(Dataset entries)
»»

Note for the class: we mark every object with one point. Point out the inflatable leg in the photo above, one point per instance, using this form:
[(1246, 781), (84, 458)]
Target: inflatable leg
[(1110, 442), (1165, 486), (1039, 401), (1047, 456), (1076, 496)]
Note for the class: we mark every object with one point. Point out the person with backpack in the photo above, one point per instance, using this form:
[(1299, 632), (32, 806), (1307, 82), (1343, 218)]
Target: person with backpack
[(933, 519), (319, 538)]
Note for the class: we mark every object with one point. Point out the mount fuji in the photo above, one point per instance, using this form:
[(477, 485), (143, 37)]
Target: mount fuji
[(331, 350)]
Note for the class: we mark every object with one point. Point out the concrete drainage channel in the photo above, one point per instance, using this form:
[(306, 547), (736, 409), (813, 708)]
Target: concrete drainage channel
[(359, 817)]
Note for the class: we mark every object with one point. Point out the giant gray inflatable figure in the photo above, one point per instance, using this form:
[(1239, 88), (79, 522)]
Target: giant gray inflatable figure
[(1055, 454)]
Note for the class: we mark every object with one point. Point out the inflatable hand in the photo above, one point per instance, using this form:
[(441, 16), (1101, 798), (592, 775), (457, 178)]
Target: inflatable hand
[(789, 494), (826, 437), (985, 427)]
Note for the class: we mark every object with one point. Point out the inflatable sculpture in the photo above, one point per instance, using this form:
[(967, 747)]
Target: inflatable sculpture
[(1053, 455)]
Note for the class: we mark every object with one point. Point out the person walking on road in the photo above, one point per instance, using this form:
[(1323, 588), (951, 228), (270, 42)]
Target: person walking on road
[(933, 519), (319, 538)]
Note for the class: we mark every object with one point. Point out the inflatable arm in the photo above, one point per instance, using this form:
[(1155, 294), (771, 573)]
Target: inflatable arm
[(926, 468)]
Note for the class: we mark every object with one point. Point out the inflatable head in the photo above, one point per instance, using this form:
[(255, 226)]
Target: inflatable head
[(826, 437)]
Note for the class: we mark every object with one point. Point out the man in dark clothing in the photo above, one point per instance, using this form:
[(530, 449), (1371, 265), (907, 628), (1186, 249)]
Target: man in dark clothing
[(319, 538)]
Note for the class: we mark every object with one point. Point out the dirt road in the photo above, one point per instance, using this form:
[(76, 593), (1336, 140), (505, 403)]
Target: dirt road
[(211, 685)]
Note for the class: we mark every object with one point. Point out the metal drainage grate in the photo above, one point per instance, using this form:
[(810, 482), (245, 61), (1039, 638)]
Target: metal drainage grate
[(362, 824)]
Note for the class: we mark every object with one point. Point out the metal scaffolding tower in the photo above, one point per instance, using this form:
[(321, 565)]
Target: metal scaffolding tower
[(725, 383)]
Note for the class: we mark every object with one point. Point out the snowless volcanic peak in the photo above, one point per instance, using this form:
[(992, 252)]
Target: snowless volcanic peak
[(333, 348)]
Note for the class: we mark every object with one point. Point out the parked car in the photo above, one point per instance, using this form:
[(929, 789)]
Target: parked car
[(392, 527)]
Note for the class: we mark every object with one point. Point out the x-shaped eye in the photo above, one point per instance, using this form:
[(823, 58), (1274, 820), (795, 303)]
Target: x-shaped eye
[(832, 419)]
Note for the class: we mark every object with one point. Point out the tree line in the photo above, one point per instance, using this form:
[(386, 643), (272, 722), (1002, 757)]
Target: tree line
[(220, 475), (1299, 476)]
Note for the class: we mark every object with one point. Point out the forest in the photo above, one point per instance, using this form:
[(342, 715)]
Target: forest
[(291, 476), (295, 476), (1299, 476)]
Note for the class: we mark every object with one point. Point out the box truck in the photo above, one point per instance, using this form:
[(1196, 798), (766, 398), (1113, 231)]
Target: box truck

««

→ **PROBLEM TO WORK ON**
Reproduce every one of the entries above verbatim, from the first to the last, without altering any character.

→ **THE ANSWER**
Note for the class: we mark every object with one point. Point out the inflatable leg in the photo above, one point per instance, using this form:
[(1246, 781), (84, 458)]
Target: inflatable leg
[(1110, 442), (1165, 486), (1039, 401), (1047, 456), (1076, 496)]
Note for the class: we mark every object with one point. Point out the person with backpack in the photo above, one point per instance, using this form:
[(1299, 632), (32, 806), (1307, 82), (1343, 218)]
Target: person with backpack
[(933, 519), (319, 538)]
Note for the class: we mark every object with one point. Point out the mount fuji in the photo above, one point per instance, using this form:
[(477, 485), (143, 37)]
Target: mount fuji
[(331, 350)]
Note for the class: we mark every object with one point. Point out the concrete drainage channel in the photo above, one point per instance, using this form:
[(306, 547), (736, 409), (813, 708)]
Target: concrete drainage channel
[(359, 817)]
Note for the class: we mark every object with one point. Point out the giant gray inflatable figure in the photo above, one point per instance, using this form:
[(1239, 88), (79, 522)]
Target: giant gray inflatable figure
[(1055, 454)]
Note for the class: we mark every object with one point. Point out the inflatable hand in the photo above, one point per instance, using this form:
[(441, 16), (1101, 798), (592, 775), (457, 178)]
Target: inflatable hand
[(789, 494), (826, 437), (985, 427)]
Note for the class: we mark every object with one point. Point out the inflatable sculpture in the photo above, one point per instance, using this form:
[(967, 747)]
Target: inflatable sculpture
[(1053, 455)]
Note for the class: we mark every object with one point. Point out the person walking on road in the photo above, one point per instance, using this form:
[(1323, 588), (951, 228), (270, 42)]
Target: person walking on road
[(933, 519), (319, 538)]
Note for the class: we mark every object with one point. Point out the inflatable arm in the photo above, one point per instance, using this form:
[(1155, 294), (771, 573)]
Target: inflatable arm
[(926, 468)]
Note for the class: we mark every object with one point. Point out the inflatable head in the photo above, one point per instance, using this form:
[(255, 226)]
Target: inflatable head
[(826, 437)]
Note for the class: we mark every object with one point. Point out the man in dark clothing in the photo above, one point per instance, using this form:
[(530, 449), (1371, 265), (907, 628), (1186, 249)]
Target: man in dark clothing
[(319, 538)]
Note for the class: we mark every object with one point. Point out the dirt road in the photo above, one point per instance, using this form:
[(76, 593), (1336, 140), (505, 403)]
Target: dirt road
[(211, 685)]
Note for the class: we mark every object with one point. Point out the metal drainage grate in the photo above, one point per instance, using this form:
[(810, 482), (245, 61), (1039, 638)]
Target: metal drainage grate
[(362, 824)]
Note for the class: we mark every object with one point. Point out the metal scaffolding tower in the photo above, one point per instance, using this form:
[(321, 565)]
Target: metal scaffolding tower
[(725, 383)]
Note for the class: we mark every object with one point. Point out the snowless volcanic peak in the photo above, one point per instance, using this form:
[(992, 252)]
Target: snowless volcanic peak
[(333, 348)]
Note for the class: we mark every object with one point. Point out the parked car in the photo above, one point per instance, using this form:
[(929, 789)]
Target: parked car
[(392, 527)]
Note for the class: we mark every object with one point. Point out the x-shaped eye in the photo above, one point per instance, using this form:
[(823, 58), (1274, 820), (795, 303)]
Target: x-shaped eye
[(832, 419)]
Note for the class: we mark every object with one point. Point out the tree line in the photo above, one point per instance, using this form:
[(386, 643), (272, 722), (1002, 757)]
Target: tree line
[(220, 475), (1299, 476)]
Note for the class: we mark every object with one point. Point out the forest in the photo above, one point per instance, using this form:
[(342, 715)]
Target: forest
[(291, 476), (295, 476), (1299, 476)]
Note for the class: we mark every object with one point. Point out the box truck in the photo above, one point per instance, using this form:
[(1196, 798), (766, 398), (1113, 231)]
Target: box truck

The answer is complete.